To do —
Copy the records below word for word, keeping every line the same.

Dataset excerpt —
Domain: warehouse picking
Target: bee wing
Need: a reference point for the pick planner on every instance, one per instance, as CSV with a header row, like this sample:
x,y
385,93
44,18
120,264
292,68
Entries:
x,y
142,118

Response to this task —
Domain: warehouse picking
Target: bee wing
Need: a reference point for the pick planner on every instance, one per instance, as CSV with a header row, like this sample:
x,y
385,93
44,18
120,264
292,68
Entries:
x,y
142,118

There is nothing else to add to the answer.